** begin **
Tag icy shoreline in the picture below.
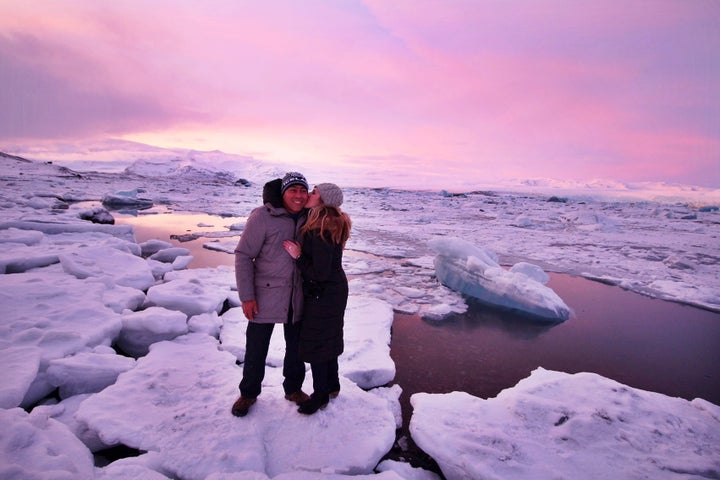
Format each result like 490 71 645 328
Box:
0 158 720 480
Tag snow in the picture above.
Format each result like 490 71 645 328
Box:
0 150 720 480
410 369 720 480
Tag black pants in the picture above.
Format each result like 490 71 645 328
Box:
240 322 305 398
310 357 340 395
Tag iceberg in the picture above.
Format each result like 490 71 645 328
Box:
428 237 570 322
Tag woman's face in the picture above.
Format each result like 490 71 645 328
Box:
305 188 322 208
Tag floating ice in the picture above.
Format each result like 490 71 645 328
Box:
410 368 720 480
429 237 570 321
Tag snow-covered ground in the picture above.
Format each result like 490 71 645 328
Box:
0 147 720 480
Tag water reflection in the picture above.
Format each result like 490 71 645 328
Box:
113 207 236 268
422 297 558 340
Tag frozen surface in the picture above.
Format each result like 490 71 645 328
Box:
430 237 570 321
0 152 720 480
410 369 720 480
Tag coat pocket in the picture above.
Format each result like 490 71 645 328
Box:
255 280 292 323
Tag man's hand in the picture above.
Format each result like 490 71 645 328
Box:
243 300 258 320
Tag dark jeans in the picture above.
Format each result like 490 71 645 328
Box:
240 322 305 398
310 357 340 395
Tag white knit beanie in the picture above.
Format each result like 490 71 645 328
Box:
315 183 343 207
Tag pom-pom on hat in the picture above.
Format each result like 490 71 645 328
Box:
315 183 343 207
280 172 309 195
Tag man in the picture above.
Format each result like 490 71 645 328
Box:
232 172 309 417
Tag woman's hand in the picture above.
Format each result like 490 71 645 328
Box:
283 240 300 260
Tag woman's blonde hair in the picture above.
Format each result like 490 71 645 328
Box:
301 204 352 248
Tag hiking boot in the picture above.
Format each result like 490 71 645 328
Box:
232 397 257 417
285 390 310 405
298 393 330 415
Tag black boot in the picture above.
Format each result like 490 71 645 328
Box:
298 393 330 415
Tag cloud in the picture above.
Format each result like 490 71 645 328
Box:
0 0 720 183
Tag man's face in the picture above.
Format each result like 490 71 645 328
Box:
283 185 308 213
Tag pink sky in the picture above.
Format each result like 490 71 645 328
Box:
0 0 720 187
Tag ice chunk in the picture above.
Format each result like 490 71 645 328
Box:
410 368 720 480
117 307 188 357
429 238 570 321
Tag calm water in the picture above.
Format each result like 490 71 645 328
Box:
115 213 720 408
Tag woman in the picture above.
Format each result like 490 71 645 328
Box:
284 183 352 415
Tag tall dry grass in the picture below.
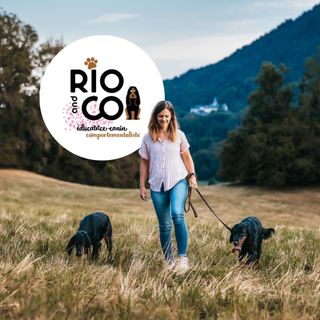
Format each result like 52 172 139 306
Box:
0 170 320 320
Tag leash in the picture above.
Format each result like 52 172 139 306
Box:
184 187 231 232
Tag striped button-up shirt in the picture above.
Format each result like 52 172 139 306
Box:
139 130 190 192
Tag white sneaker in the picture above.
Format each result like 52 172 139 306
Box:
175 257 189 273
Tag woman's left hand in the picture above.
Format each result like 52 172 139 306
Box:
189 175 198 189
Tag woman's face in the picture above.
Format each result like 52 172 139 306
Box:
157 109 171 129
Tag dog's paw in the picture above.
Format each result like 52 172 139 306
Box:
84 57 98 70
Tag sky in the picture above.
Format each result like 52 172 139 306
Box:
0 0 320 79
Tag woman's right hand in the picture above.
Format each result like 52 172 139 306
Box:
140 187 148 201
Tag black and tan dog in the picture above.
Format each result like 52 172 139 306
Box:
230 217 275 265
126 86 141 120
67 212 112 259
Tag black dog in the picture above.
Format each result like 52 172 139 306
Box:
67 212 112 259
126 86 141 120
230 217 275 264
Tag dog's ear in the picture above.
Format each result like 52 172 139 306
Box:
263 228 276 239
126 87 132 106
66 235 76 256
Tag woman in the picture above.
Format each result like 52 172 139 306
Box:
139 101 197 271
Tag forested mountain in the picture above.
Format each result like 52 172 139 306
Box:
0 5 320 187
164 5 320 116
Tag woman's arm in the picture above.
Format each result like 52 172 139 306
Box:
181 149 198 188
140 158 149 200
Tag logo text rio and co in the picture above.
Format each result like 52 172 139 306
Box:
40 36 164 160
** end **
** begin **
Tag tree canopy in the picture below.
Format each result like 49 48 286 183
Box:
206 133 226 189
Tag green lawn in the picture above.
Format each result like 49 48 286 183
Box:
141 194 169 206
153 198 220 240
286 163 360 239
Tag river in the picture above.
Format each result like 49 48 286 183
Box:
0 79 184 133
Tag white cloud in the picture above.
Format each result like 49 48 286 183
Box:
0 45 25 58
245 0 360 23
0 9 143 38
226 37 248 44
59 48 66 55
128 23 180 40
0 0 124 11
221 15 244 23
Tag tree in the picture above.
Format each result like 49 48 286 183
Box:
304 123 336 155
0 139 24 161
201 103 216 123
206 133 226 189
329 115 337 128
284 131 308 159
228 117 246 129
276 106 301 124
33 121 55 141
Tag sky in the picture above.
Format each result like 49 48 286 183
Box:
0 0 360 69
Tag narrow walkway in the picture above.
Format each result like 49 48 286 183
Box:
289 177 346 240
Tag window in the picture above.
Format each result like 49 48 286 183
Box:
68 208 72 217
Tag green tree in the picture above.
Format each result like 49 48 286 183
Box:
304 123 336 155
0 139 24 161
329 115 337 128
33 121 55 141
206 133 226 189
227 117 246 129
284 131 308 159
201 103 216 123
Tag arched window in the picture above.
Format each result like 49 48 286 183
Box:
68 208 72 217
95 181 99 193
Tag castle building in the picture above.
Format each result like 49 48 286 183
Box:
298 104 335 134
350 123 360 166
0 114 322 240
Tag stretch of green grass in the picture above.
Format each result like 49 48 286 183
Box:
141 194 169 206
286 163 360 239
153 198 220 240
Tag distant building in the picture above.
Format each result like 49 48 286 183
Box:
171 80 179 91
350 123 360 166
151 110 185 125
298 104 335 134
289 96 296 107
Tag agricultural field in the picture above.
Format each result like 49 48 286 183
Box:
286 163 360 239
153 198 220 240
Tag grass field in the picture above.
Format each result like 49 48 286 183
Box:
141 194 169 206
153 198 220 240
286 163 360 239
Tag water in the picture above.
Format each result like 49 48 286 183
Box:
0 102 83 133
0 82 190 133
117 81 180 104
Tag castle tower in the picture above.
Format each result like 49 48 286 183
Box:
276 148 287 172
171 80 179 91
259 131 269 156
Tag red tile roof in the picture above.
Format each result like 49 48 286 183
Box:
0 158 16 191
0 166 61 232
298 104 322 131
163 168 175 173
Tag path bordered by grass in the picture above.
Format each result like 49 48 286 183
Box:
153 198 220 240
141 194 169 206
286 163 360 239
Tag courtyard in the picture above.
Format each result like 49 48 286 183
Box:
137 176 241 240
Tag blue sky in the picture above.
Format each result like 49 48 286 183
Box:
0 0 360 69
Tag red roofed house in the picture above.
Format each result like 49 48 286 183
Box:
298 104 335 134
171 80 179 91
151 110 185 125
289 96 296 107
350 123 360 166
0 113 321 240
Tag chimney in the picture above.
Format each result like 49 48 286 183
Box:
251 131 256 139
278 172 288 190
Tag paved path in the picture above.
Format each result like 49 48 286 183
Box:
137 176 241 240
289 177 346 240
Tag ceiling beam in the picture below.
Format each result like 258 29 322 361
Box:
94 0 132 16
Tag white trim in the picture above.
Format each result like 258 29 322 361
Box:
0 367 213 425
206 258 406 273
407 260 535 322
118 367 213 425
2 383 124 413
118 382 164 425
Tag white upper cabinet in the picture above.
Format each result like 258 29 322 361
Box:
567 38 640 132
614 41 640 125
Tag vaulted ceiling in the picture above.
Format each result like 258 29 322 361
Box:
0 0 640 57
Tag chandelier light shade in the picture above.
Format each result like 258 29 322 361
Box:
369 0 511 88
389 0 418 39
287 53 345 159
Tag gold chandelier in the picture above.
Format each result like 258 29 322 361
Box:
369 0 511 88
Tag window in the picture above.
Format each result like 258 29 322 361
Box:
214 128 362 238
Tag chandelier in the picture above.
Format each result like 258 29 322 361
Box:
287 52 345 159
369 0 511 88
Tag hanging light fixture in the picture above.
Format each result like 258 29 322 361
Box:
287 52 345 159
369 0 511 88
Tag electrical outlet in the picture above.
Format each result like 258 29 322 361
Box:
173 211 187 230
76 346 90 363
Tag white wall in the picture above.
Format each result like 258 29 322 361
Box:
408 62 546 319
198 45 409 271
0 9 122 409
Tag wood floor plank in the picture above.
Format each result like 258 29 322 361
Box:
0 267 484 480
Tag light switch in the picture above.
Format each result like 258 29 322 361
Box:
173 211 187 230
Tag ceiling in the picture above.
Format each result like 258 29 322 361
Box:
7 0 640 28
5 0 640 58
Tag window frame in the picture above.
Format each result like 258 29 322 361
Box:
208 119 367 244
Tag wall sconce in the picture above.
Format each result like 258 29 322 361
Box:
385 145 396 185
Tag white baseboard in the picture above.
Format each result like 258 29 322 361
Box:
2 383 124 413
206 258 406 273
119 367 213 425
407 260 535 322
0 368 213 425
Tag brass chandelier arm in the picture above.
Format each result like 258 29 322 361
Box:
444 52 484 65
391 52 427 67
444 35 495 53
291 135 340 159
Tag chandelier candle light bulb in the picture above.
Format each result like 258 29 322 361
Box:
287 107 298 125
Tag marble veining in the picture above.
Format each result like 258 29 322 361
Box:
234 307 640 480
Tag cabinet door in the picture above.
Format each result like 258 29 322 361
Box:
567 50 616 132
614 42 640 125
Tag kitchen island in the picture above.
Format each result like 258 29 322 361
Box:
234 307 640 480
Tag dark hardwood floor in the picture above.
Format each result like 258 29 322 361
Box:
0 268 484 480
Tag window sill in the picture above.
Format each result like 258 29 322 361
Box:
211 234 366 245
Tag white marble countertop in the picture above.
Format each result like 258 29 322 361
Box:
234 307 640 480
** end **
Put the lines of the records from the one containing "Tag chandelier candle" through the one containing "211 234 366 245", both included, into a numbered list with one line per item and no blank lines.

### Task response
1. Tag chandelier candle light bulb in the picture above.
2. Format each result like 258 29 322 361
3. Box:
4. 287 107 298 125
5. Tag marble veining in the picture above.
6. Format each result like 258 29 322 361
7. Box:
8. 234 307 640 480
9. Tag cabinet door in the picture above.
10. Format each result like 258 29 322 361
11. Box:
12. 567 50 616 132
13. 614 42 640 125
14. Tag kitchen island in the picture above.
15. Format each result like 258 29 322 361
16. Box:
17. 234 307 640 480
18. Tag dark hardwood floor in the picture above.
19. Format each result like 258 29 322 361
20. Box:
21. 0 268 484 480
22. Tag window sill in the picture above.
23. Format each result like 258 29 322 361
24. Box:
25. 211 234 366 245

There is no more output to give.